Given request =>
Copy out the listing below, putting "edge" wherever "outline" appears and leaving everything else as it is. Don't include the pictures.

********************

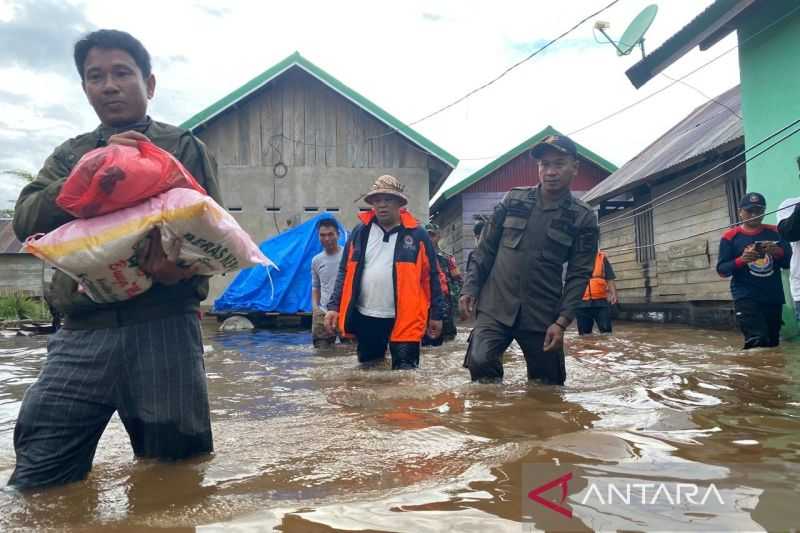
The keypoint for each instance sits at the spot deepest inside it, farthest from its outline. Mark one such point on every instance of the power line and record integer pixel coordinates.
(512, 67)
(641, 209)
(704, 95)
(678, 80)
(531, 56)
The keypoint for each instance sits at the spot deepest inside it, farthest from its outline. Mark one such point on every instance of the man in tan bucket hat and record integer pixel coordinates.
(388, 282)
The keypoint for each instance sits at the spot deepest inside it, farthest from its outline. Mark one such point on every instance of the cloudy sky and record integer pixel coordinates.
(409, 57)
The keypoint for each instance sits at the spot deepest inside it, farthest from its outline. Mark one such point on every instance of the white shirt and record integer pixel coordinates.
(794, 264)
(376, 298)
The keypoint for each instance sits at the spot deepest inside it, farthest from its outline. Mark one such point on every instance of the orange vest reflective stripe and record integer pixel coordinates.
(597, 288)
(412, 292)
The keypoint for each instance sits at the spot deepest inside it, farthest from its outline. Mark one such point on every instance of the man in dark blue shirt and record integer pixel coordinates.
(752, 254)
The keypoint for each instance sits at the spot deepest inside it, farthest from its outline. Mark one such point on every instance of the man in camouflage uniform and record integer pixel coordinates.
(515, 275)
(142, 358)
(451, 287)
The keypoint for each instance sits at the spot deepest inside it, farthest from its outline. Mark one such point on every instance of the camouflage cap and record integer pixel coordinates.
(562, 143)
(753, 199)
(387, 184)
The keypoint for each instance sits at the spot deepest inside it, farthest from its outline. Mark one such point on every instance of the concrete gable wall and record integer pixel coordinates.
(335, 163)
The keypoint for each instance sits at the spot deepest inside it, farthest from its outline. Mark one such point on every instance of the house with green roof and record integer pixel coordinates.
(294, 141)
(477, 194)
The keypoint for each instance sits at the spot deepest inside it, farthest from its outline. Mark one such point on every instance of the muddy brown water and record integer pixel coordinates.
(311, 442)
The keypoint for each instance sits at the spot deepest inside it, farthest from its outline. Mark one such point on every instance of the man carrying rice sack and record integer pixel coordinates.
(142, 357)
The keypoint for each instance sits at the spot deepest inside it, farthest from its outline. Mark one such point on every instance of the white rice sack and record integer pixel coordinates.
(211, 241)
(100, 253)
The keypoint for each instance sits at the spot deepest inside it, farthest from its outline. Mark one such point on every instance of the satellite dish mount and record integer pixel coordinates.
(634, 34)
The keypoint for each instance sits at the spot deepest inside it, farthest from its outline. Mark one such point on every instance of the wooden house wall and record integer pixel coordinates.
(333, 149)
(336, 132)
(523, 171)
(683, 271)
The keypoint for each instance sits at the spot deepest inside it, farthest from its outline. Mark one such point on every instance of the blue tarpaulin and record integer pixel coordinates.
(290, 291)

********************

Response for this exercise =>
The keypoint for each instance sits at the spot deepest inside it, farthest from its edge. Mark one such point on every instance of the power line and record integer pixel coordinates.
(512, 67)
(641, 209)
(704, 95)
(678, 80)
(531, 56)
The keypoint for each instance sits at the spot deepest inside it, farthest from its edge. Mark one such point on every instance of the man in tan bucket hat and record integer pixel coordinates.
(388, 282)
The keypoint for each instance sits at the spot deepest inside it, farthest from its edge. Mark one such point on every instance of the cloudy sky and record integer pixel coordinates.
(409, 57)
The keypoint for each instance sits at the spot deepest inside it, farthest from its edge. Mark one such point on every instance of the white shirt and record integer pixel coordinates.
(794, 264)
(376, 298)
The keypoint for each instance sits at the spot deepest inside it, farthest from its edge. Mark one such point on every instance of the orange vest reflective stripe and record integer pixel coordinates.
(597, 288)
(412, 292)
The keypoint for each instance sits at the spot deepest inside it, farthest from its edge. Mark one such point on every instance of the man in dark blue shirt and record integer pixel coordinates.
(752, 254)
The keypoint for each instance sits at the spot deepest inside it, farthest from its edge. Mark one such point on every instance of the man in camouflage uniform and record integer pixel coordinates.
(515, 275)
(142, 358)
(451, 287)
The keypoint for each instance sits at the spot deepest inside it, farthest from its edge. Mark one such point on every instance of the camouflage cap and record integer pixel coordinates.
(562, 143)
(753, 199)
(387, 184)
The keypoint for each instance sits at the spot deepest inside it, farthest from its edge. Mark one such point on every instance of the concrete gable wall and record integer pixel coordinates.
(335, 163)
The keypoint for each instance sits at the spot deepest inside it, farthest from its edge. Mark one such point on every instance of the house with green roof and record integer pixel coordinates.
(294, 141)
(477, 194)
The keypoint for each instance sits at the spot deepest inside it, farthest from its edge. Mark one such point on every instance of the muddy brown water and record integer pixel coordinates.
(311, 442)
The keypoint for each instance sits at the spot deepest inside it, farthest from its edge. Mark one such point on every instance of the man carrying rice sack and record integer pixel coordinates.
(142, 357)
The keypoint for each instance sits at the spot deepest inside it, farthest from its edge. Mark one such point on every instance of the white rice sack and record integer pixel coordinates.
(211, 241)
(100, 253)
The keypoint for each instance sits at the spot deepest inside it, farthest from its edge. Mark one such point on every instance of the satellite dish mount and record integer pixel coordinates.
(634, 34)
The keypoint for each instance sits at the spot deepest inside it, farthest from its edge. Mark one such point on every instance of the wooden house wall and record integer pixel coordinates.
(333, 149)
(336, 132)
(523, 171)
(683, 271)
The keypoint for each instance sits at the spot deepest inside it, farthest from its edge. Mark one such point on every instance of the blue tarpaulin and record integer pixel coordinates.
(290, 291)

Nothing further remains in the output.